*Exercise*:
All lines from the opening of the material up to and including the line with "dishwasher handle and return the coordinates." should be transcribed exactly, pictures excepted.

*Input records*:
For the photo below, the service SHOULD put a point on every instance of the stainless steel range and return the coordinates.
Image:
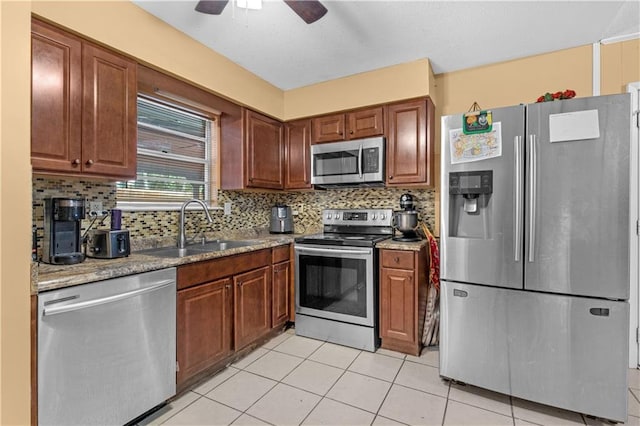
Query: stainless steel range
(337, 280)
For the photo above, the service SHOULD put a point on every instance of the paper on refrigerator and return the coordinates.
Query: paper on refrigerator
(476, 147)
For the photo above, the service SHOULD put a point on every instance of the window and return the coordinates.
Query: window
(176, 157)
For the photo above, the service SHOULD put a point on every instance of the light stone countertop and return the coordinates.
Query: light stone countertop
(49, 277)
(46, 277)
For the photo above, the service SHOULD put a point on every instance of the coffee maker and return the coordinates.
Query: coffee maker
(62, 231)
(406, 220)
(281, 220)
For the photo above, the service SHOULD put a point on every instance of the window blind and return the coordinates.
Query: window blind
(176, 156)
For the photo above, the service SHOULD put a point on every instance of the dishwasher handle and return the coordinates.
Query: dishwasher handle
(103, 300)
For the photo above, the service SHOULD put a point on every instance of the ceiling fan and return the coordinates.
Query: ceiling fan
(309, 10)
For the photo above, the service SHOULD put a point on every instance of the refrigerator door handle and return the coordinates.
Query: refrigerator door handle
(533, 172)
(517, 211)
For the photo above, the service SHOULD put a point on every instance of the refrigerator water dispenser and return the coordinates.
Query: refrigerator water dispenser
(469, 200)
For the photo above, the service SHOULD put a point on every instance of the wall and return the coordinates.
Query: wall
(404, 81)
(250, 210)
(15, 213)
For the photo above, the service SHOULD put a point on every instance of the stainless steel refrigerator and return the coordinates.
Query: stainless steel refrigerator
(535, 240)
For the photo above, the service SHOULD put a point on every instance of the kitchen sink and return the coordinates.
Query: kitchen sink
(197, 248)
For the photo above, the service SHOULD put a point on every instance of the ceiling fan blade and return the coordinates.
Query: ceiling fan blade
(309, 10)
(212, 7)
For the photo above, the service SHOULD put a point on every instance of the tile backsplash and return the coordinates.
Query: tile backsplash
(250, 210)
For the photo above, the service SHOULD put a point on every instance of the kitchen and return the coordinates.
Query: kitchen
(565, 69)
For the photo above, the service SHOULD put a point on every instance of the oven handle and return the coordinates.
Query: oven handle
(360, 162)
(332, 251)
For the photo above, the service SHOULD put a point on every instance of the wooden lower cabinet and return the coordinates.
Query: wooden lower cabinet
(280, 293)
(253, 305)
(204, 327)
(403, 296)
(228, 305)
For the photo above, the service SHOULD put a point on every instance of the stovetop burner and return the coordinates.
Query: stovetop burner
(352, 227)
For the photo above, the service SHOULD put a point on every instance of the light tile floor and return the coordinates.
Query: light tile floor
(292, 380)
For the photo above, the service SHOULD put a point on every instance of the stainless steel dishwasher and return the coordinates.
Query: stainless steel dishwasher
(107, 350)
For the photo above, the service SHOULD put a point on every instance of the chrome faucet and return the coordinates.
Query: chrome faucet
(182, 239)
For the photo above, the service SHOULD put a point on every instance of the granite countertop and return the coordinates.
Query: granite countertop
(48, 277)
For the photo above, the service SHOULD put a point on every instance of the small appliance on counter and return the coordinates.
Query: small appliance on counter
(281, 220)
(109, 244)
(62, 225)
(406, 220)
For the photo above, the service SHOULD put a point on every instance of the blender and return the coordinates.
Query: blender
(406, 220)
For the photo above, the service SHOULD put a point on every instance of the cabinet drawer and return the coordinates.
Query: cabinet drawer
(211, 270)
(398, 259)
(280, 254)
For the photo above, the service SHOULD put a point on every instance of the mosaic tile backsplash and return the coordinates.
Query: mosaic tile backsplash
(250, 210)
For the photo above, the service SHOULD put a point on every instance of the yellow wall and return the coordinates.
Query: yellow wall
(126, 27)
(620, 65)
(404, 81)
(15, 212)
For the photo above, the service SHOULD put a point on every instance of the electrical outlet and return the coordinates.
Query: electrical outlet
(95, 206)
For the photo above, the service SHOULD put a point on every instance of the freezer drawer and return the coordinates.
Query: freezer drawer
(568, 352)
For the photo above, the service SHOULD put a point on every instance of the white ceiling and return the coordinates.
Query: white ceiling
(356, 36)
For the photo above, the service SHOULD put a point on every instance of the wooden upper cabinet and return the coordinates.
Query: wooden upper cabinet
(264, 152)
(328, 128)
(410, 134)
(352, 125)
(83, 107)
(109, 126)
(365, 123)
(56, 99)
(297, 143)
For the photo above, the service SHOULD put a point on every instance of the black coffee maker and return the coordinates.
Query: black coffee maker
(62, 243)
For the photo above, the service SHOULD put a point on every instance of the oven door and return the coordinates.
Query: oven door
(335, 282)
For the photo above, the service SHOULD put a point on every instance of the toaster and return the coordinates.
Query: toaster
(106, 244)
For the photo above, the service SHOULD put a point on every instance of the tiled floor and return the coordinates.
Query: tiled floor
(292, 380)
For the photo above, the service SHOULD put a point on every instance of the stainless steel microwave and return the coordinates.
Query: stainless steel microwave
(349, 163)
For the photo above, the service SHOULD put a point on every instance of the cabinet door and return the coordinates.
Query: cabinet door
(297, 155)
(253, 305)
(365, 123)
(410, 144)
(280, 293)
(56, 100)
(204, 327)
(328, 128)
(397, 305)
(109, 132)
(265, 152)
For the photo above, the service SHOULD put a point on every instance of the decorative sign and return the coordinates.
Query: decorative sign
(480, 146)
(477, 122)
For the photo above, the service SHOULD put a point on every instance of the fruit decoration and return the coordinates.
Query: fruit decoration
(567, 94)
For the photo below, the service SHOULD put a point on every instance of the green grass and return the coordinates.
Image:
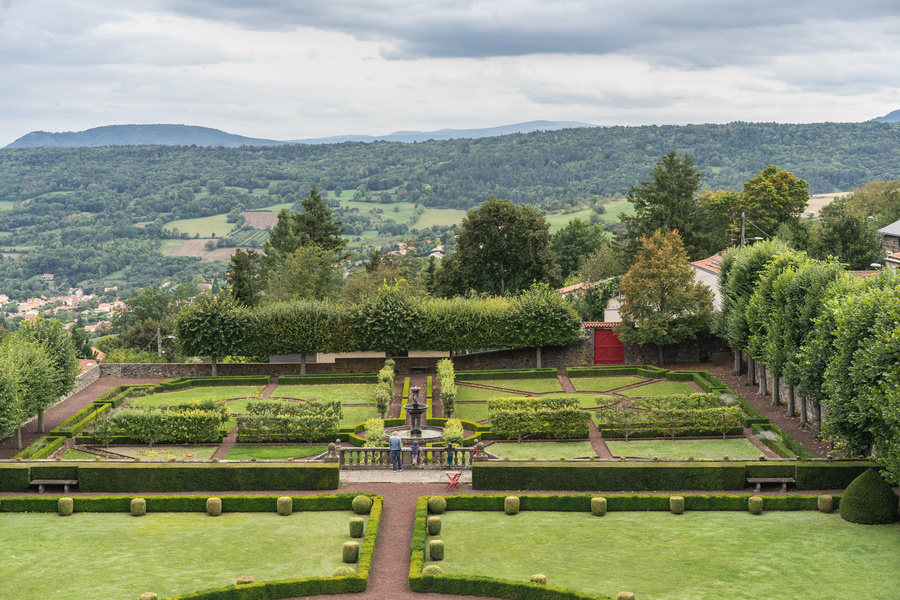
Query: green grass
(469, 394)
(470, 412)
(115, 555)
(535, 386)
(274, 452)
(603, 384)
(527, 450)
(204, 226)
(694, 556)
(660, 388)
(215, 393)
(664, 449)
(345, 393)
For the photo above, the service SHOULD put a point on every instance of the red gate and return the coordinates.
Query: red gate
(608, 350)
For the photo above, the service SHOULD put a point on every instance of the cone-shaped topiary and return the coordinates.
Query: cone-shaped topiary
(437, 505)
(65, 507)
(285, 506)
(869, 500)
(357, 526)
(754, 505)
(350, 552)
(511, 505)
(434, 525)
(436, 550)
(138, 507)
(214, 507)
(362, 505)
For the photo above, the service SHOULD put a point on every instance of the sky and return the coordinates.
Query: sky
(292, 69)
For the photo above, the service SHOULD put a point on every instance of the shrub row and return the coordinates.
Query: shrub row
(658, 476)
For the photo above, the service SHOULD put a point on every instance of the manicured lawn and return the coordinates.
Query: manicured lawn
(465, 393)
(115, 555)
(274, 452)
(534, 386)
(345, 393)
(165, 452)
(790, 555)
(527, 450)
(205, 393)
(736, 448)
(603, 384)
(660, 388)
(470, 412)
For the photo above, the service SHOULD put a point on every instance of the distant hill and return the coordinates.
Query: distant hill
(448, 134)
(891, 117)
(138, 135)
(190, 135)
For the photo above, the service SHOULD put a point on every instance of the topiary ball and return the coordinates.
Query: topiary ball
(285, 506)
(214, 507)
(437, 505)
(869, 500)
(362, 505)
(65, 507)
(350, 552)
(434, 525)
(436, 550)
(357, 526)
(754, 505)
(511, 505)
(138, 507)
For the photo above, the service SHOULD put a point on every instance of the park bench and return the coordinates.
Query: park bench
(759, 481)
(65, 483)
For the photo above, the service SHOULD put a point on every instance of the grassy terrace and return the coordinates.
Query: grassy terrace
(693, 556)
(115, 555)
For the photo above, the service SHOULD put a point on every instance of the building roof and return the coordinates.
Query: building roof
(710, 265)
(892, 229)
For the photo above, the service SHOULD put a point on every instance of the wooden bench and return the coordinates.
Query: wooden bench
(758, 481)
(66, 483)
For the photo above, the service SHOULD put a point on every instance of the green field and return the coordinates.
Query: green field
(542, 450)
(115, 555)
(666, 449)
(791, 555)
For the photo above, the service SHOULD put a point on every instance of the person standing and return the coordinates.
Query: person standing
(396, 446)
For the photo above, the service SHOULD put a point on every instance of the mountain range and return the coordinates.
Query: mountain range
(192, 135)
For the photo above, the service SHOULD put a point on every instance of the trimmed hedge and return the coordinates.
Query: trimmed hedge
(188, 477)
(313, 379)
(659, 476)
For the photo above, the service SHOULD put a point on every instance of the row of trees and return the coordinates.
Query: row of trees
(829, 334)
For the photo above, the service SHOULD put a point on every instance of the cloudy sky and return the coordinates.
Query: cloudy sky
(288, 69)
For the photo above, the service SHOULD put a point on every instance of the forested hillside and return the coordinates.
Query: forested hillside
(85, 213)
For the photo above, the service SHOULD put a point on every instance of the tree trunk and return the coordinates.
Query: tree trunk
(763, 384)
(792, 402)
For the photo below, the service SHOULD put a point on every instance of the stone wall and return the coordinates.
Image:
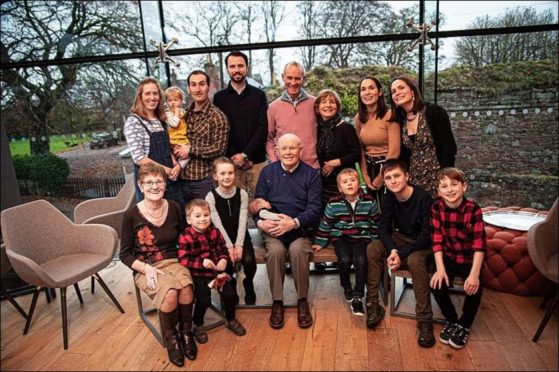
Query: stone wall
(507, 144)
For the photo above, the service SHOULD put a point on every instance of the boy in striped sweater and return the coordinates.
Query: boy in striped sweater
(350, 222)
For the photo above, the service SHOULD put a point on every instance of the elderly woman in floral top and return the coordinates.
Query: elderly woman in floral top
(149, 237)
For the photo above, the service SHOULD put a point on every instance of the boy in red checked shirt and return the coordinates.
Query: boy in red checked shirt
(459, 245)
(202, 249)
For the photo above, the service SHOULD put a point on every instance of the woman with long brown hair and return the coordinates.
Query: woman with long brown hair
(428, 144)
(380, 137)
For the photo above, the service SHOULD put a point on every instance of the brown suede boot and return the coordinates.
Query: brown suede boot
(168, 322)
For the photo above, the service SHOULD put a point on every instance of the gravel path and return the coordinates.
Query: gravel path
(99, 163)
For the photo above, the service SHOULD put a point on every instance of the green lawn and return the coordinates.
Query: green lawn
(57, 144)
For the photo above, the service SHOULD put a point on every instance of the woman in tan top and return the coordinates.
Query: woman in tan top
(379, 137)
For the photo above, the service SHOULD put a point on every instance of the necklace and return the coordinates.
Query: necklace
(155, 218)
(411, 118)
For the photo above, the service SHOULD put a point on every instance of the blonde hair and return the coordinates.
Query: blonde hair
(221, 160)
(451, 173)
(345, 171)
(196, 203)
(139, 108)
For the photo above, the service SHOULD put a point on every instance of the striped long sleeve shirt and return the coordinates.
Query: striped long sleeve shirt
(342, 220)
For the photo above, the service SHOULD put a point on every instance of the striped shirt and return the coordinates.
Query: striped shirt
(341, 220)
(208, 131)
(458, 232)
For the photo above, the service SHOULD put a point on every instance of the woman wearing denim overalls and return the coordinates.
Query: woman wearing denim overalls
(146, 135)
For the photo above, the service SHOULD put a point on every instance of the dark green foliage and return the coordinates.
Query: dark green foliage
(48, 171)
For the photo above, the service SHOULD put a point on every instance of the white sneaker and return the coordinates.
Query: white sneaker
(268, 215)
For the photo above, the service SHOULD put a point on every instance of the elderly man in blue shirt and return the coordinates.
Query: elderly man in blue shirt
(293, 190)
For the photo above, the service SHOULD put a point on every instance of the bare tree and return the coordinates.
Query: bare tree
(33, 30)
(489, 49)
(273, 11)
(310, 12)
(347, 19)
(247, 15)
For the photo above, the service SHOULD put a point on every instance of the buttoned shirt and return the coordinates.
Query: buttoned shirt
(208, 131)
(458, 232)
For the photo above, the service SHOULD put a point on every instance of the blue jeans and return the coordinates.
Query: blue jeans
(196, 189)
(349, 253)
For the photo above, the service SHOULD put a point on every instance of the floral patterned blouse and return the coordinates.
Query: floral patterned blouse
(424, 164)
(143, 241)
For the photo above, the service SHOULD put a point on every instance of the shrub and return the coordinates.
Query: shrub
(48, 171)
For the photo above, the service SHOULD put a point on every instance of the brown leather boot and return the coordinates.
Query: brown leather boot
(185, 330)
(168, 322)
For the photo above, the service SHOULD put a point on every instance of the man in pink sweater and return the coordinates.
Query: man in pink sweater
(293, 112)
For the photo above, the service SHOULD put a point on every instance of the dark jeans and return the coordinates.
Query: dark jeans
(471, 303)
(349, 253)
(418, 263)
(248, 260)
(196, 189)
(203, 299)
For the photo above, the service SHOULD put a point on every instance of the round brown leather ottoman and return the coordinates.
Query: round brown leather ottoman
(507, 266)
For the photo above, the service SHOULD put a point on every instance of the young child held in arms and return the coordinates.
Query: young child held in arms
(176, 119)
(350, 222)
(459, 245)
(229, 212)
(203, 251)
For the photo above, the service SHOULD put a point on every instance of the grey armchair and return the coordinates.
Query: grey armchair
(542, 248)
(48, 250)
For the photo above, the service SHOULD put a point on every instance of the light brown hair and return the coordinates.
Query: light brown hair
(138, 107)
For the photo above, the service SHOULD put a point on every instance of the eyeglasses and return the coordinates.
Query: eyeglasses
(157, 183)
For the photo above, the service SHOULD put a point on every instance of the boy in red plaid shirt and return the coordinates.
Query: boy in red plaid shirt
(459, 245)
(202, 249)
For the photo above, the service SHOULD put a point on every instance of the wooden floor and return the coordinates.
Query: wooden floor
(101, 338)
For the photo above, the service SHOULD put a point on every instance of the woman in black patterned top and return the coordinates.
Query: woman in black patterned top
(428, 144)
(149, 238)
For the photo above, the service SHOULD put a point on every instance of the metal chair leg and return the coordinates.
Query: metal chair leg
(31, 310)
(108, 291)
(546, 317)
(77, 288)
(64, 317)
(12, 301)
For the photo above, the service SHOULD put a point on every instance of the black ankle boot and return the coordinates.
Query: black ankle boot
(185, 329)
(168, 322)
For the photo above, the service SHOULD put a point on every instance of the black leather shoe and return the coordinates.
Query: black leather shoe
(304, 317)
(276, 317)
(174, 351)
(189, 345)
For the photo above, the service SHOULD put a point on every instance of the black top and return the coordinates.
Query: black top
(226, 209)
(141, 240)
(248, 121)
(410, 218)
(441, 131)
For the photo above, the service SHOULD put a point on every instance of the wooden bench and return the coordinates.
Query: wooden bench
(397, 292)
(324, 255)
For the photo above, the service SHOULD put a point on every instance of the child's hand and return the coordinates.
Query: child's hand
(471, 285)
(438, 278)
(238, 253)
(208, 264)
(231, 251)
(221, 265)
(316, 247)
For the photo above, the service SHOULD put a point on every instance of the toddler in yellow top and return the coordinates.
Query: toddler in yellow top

*Response to this task*:
For the photo below, the service SHOULD put a point on every instance of the stainless steel range and return the coordinates.
Image:
Query: stainless steel range
(337, 280)
For the photo above, the service SHOULD put a point on every instance of the paper on refrigerator and return the coordinates.
Query: paper on refrigerator
(476, 147)
For the photo above, the service SHOULD put a point on every instance of the window and return the coordinates.
Query: window
(176, 157)
For the photo above, the service SHOULD put a point on every instance of the light stone countertop and return the coordinates.
Query: light stone countertop
(49, 277)
(46, 277)
For the photo above, the service SHOULD put a point on every instance of the coffee maker and return the coordinates.
Query: coffee maker
(62, 231)
(406, 220)
(281, 220)
For the photo above, the service SHOULD put a point on every instance of the window blind and return the coordinates.
Query: window blind
(176, 156)
For the photo above, the service SHOULD put a point on every instance of the dishwasher handle and return the coordinates.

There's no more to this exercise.